■ **WHAT THE TASK ASKS**
Copy from the article about Rye the passage that starts at "The Chairman of" and stops after "local government generally.", word for word.

The Chairman of the Campaign for a Democratic Rye, Mr Alan Bolden, set the cat amongst the pidgeons at a Rye Town Council meeting when he drew attention to the seeming indifference accorded to various areas of the town by local government generally.
His list was extensive and included the Landgate Arch where the illuminations and the clock never work, the Lookouts where the views were obstructed by ever taller vegetation, and the neglect of many of the footpaths.
However his main complaint was the state of Rye Cemetery which he considered a disgrace due to the prevalence of weeds and pathways receiving little or no attention.
It is understood the Rye Cemetery is almost full and Mr Bolden rightly asked when was the “top field” to be explored, and prepared for eventual use. It appears from information that has come to light from investigations made by District Councillor, Sam Souster, that the area at the northern end of Rye Cemetery, roughly between the Garden of Rest and the cemetery lodge, was used for the burial of people who had been living in the Rye Workhouse.
The Cemeteries Officer at Rother District Council has stated that between 1877 and 1930 there were over 1,000 people buried in that area, and there are plans which show where the graves are located. Because records appear to show that the graves were dug only to single depth the area cannot be used for future burials.
What we need to know is what plans does Rother intend to pursue to identify additional burial space to serve Rye? That question is to be asked by Rye Town Council as the matter is becoming urgent.
The Rye Observer printed a press release a short time ago initiated by Col Anthony Kimber, Chairman of the Rye Emergency Action Team (REACT) highlighting the need for Southern Water to give urgent attention to the vital pump in Marley Road which could result in areas of the town flooding if it fails.
Despite continual requests for some action all efforts have failed due to lack of any response. This is a key pump, fundamental to preventing flooding.
The company is not good at maintaining its infrastructure and this is an issue which urgently requires resolution. Not only is this pump in question, but the whole sewage system does require constant maintenance to avoid it becoming overloaded.
There has been sewage leakage into gardens in Winchelsea Beach affecting 100 homes and businesses, and similar incidents around Rye in the last few years.
Unfortunately Southern Water has a very poor record when it comes to spillage, and is on record at having to pay some really hefty fines for allowing sewage to foul beaches in the Southeast. We still await a response which the company promised to address to our last complaint.

Source records:

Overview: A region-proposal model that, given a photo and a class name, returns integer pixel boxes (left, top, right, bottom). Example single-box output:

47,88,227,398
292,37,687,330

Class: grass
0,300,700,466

■ **ANSWER TO THIS PROBLEM**
The Chairman of the Campaign for a Democratic Rye, Mr Alan Bolden, set the cat amongst the pidgeons at a Rye Town Council meeting when he drew attention to the seeming indifference accorded to various areas of the town by local government generally.